--- Passage shown ---
start

Tax Court of Canada Judgments

Decision Information

Decision Content

Date: 20010221

Docket: 2000-1232-IT-G

BETWEEN:

CANADIAN OCCIDENTAL U.S. PETROLEUM CORPORATION,

Appellant,

and

HER MAJESTY THE QUEEN,

Respondent.

Reasons for Judgment

Bowman, A.C.J.

[1]            These are appeals from assessments for the appellant's 1994 and 1995 taxation years. The issue is whether subsection 17(3) as it read in those years has the effect of removing the appellant from the operation of subsection 17(1).

[2]            Section 17 read as follows:

                17(1)        Where a corporation resident in Canada has lent money to a non-resident person and the loan remained outstanding for one year or longer without interest on the loan computed at a reasonable rate having been included in computing the lender's income, the corporation shall be deemed to have received, on the last day of each taxation year during which the loan was outstanding, interest on the loan at the prescribed rate computed for the period in the taxation year during which it was outstanding.

                (2)            Subsection (1) does not apply if a tax has been paid on the amount of the loan under Part XIII.

                (3)            Subsection (1) does not apply if the loan was made to a subsidiary controlled corporation and it is established that the money that was lent was used in the subsidiary corporation's business for the purpose of gaining or producing income.

[3]            Subsidiary controlled corporation is defined in section 248 as follows:

                "subsidiary controlled corporation" means a corporation more than 50% of the issued share capital of which (having full voting rights under all circumstances) belongs to the corporation to which it is subsidiary.

[4]            Subsection 17(1) has in one form or another been part of Canadian income tax law since 1934. Subsection 17(3) was put into the Income Tax Act in 1951.

[5]            The problem in a nutshell is this: in 1988 the appellant loaned money interest-free to a non-resident wholly owned subsidiary and renewed the loan in 1993. The money was used throughout the entire period in the subsidiary's business. On November 15, 1994 the shares of the subsidiary were transferred to a sister company so that the non-resident borrower ceased to be a subsidiary controlled corporation of the appellant from that date on. The Minister assessed on the basis that the exception in subsection 17(3) ceased to apply at that point.

end

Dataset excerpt
start

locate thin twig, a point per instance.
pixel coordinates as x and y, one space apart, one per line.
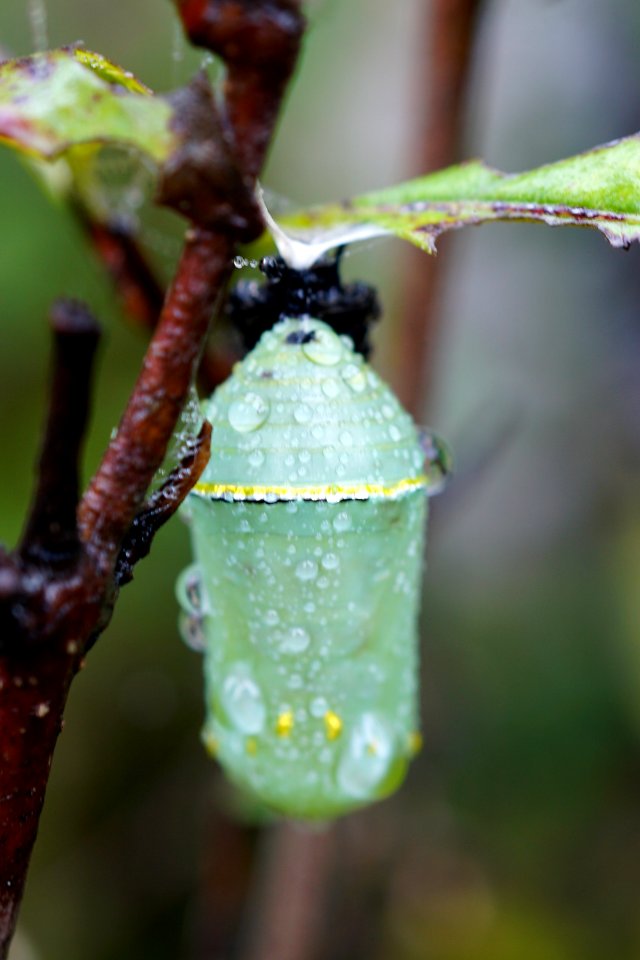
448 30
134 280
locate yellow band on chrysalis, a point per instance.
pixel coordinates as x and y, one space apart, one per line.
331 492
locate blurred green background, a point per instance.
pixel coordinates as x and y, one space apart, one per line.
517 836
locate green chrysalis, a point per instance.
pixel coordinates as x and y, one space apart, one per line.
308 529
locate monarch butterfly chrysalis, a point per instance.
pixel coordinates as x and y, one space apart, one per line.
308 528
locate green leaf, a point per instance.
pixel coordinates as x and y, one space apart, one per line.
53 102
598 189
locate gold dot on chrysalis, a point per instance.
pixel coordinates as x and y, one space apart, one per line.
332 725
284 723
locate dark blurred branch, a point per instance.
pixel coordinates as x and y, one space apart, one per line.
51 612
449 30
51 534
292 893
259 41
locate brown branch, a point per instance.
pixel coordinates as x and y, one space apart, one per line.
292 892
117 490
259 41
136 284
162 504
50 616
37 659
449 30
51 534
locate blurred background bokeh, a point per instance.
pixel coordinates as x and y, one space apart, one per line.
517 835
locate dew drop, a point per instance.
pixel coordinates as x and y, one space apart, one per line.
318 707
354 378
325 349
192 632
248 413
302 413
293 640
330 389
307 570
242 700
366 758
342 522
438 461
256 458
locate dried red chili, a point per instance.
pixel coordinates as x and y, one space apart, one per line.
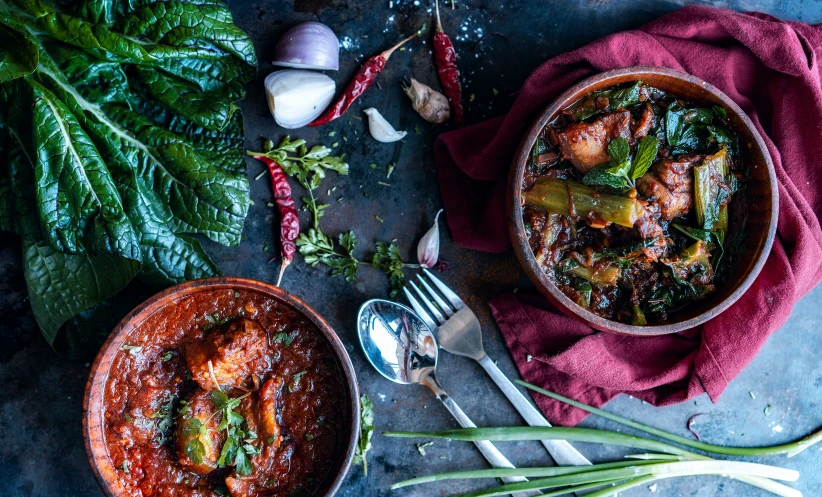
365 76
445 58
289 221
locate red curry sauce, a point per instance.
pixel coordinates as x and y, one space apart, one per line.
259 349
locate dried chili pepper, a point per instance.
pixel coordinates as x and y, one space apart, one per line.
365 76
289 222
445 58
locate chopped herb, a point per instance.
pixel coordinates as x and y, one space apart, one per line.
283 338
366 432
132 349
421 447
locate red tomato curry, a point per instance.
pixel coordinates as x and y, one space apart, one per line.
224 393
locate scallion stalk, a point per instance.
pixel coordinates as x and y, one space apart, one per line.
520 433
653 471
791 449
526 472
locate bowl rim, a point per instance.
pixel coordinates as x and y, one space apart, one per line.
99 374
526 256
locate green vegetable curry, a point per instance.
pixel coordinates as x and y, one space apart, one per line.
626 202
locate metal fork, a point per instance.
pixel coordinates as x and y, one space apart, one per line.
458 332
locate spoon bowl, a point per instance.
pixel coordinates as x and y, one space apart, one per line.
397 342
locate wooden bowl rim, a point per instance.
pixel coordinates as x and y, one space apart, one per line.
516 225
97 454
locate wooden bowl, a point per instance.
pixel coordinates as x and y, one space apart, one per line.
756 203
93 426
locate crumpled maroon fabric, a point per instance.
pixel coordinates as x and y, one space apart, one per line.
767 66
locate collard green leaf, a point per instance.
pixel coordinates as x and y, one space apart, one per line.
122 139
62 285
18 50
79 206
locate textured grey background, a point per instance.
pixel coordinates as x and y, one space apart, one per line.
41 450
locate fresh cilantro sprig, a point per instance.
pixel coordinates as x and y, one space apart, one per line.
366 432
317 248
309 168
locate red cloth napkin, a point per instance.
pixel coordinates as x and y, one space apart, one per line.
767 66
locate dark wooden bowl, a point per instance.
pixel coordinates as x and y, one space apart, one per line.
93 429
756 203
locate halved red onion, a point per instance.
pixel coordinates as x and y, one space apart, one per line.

end

--- Objectives ---
1. Edit the judgment from "(2)            Subsection" to "Act in 1951.", putting "outstanding share capital" in place of "issued share capital".
2. Using the judgment, decide whether each statement is true. Answer yes or no for each, and quote the words that settle it. (a) The appellant renewed the loan in 1993. (b) Subsection 17(3) was added to the Income Tax Act in 1934. (c) The shares of the subsidiary were transferred to a sister company on November 15, 1994.
3. List every distinct year that appears in the numbered paragraphs [1] through [5] of the judgment.

--- Results for each task ---
1.
(2)            Subsection (1) does not apply if a tax has been paid on the amount of the loan under Part XIII.

                (3)            Subsection (1) does not apply if the loan was made to a subsidiary controlled corporation and it is established that the money that was lent was used in the subsidiary corporation's business for the purpose of gaining or producing income.

[3]            Subsidiary controlled corporation is defined in section 248 as follows:

                "subsidiary controlled corporation" means a corporation more than 50% of the outstanding share capital of which (having full voting rights under all circumstances) belongs to the corporation to which it is subsidiary.

[4]            Subsection 17(1) has in one form or another been part of Canadian income tax law since 1934. Subsection 17(3) was put into the Income Tax Act in 1951.

2.
(a) Yes: "renewed the loan in 1993"
(b) No: "Subsection 17(3) was put into the Income Tax Act in 1951."
(c) Yes: "On November 15, 1994 the shares of the subsidiary were transferred to a sister company"

3. 1934, 1951, 1988, 1993, 1994, 1995